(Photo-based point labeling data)
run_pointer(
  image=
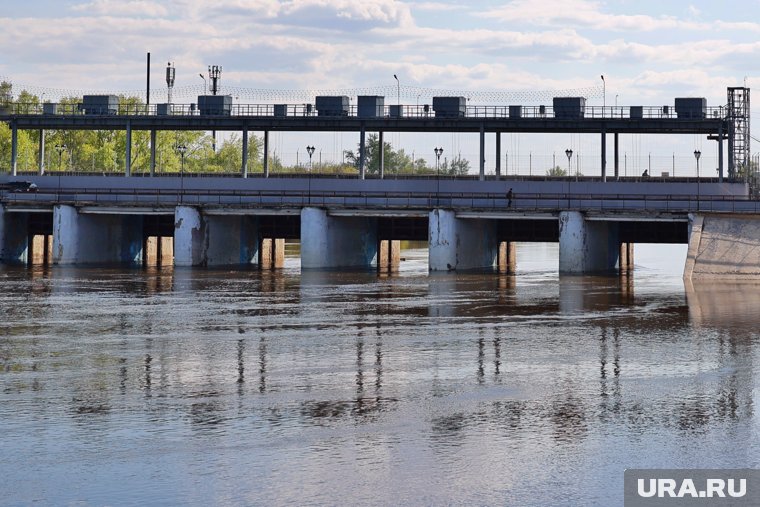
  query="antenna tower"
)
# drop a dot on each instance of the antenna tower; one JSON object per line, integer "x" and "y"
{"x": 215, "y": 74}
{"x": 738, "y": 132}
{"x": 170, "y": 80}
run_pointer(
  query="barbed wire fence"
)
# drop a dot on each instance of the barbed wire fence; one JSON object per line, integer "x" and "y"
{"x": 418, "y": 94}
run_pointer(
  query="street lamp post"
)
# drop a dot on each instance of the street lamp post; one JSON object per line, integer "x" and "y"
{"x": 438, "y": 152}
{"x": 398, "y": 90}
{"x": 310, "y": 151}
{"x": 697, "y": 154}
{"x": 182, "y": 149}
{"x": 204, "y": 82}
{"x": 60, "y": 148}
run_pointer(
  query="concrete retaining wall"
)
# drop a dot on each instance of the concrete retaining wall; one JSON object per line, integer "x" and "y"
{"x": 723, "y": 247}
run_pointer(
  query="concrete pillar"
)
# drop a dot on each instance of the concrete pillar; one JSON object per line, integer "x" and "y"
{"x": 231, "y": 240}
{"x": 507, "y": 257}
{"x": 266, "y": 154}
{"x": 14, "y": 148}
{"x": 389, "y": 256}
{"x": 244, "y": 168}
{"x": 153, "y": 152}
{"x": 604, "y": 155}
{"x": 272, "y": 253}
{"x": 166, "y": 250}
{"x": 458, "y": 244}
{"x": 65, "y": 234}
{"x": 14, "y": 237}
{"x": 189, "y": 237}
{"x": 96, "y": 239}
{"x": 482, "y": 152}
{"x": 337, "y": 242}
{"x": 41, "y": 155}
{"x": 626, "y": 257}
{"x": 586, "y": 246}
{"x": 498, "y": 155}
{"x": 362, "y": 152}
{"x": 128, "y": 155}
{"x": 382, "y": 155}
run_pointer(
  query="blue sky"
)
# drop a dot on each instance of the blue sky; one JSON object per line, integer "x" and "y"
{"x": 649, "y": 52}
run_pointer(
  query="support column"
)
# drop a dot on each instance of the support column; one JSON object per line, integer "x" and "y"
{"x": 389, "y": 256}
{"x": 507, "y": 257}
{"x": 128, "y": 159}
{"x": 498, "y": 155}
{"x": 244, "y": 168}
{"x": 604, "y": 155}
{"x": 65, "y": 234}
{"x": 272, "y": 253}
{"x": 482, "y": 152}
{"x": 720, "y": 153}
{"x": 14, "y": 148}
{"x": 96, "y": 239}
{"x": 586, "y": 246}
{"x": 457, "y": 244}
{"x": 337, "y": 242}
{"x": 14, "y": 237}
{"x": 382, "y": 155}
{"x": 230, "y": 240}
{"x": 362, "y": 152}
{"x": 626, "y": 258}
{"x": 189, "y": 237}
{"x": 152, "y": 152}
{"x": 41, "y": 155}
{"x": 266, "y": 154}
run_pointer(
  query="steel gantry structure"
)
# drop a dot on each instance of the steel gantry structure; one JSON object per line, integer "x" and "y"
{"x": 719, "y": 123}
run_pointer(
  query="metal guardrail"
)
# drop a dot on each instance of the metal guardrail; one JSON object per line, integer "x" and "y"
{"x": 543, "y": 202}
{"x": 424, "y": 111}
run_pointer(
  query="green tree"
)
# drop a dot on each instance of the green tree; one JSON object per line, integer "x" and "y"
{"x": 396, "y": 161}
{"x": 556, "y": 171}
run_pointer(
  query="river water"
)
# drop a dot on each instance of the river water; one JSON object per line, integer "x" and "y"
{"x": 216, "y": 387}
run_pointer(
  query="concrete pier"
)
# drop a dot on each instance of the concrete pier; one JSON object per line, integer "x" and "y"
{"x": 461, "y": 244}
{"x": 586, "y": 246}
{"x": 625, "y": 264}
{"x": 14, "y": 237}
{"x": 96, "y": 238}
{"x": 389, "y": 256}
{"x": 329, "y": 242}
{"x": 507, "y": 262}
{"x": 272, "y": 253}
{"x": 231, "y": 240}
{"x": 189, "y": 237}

## What is required
Keep every word of the data as it is when you write it out, but drop the pictures.

## Exercise solution
run_pointer(
  image=
  query="antenna tower"
)
# drop a dot on each instance of the antenna tower; one JSON object per line, integer "x" and "y"
{"x": 215, "y": 74}
{"x": 738, "y": 132}
{"x": 170, "y": 80}
run_pointer(
  query="barbed wire fence"
)
# drop a dot on each instance of the barbed wire fence; one JSON object per line, integer "x" and "y"
{"x": 418, "y": 94}
run_pointer(
  query="street lamp post"
)
# drop a dot on each instance of the street lamp post; one JSON object per line, integer "x" and "y"
{"x": 438, "y": 152}
{"x": 398, "y": 90}
{"x": 310, "y": 151}
{"x": 697, "y": 154}
{"x": 182, "y": 149}
{"x": 204, "y": 82}
{"x": 60, "y": 148}
run_pointer(
  query="concrete retaining wall"
)
# drop a dot on each instance of the concrete retaining wall; one JSON object per line, integer "x" and "y"
{"x": 723, "y": 247}
run_pointer(
  query="concrete pillar"
)
# drop a dot on each instance of the concrete pillar; one JSON object per line, integer "x" and "y"
{"x": 231, "y": 240}
{"x": 507, "y": 257}
{"x": 266, "y": 154}
{"x": 14, "y": 148}
{"x": 389, "y": 256}
{"x": 244, "y": 168}
{"x": 153, "y": 152}
{"x": 604, "y": 155}
{"x": 272, "y": 253}
{"x": 166, "y": 250}
{"x": 458, "y": 244}
{"x": 65, "y": 234}
{"x": 14, "y": 237}
{"x": 189, "y": 237}
{"x": 96, "y": 239}
{"x": 482, "y": 152}
{"x": 337, "y": 242}
{"x": 41, "y": 155}
{"x": 626, "y": 257}
{"x": 586, "y": 246}
{"x": 498, "y": 155}
{"x": 362, "y": 152}
{"x": 128, "y": 155}
{"x": 382, "y": 155}
run_pointer(
  query="blue sky"
)
# drop a dot on each instance of the blue sky; one JSON object per line, integer "x" and "y"
{"x": 649, "y": 52}
run_pointer(
  query="support column"
)
# drop a dot on each instance of the support column; one JSON object per line, integer "x" and "y"
{"x": 389, "y": 256}
{"x": 507, "y": 257}
{"x": 128, "y": 159}
{"x": 498, "y": 155}
{"x": 244, "y": 168}
{"x": 604, "y": 155}
{"x": 65, "y": 234}
{"x": 272, "y": 253}
{"x": 482, "y": 152}
{"x": 720, "y": 153}
{"x": 14, "y": 148}
{"x": 96, "y": 239}
{"x": 586, "y": 246}
{"x": 457, "y": 244}
{"x": 337, "y": 242}
{"x": 14, "y": 237}
{"x": 382, "y": 155}
{"x": 230, "y": 240}
{"x": 362, "y": 152}
{"x": 626, "y": 258}
{"x": 189, "y": 237}
{"x": 152, "y": 152}
{"x": 41, "y": 155}
{"x": 266, "y": 154}
run_pointer(
  query="steel gantry structure"
)
# drop a dot on each instance of the steel gantry structure; one JSON object per line, integer "x" and "y"
{"x": 719, "y": 123}
run_pointer(
  query="metal guardrail"
)
# drop a dot on each instance of the metal guardrail; one JSON object per line, integer "x" and "y"
{"x": 543, "y": 202}
{"x": 424, "y": 111}
run_pointer(
  query="green tree"
)
# drop a dot on each instance of the green tree; one JSON object per line, integer "x" and "y"
{"x": 396, "y": 161}
{"x": 556, "y": 171}
run_pointer(
  query="river water"
)
# drop a dot on each instance of the river water; one JSON object per line, integer "x" and "y"
{"x": 216, "y": 387}
run_pointer(
  query="concrete pier"
)
# drop a dot on each instance of the concrete pier; one JSON object per line, integer "x" and "y"
{"x": 461, "y": 244}
{"x": 586, "y": 246}
{"x": 625, "y": 264}
{"x": 14, "y": 237}
{"x": 96, "y": 238}
{"x": 389, "y": 256}
{"x": 329, "y": 242}
{"x": 507, "y": 262}
{"x": 272, "y": 253}
{"x": 231, "y": 240}
{"x": 189, "y": 237}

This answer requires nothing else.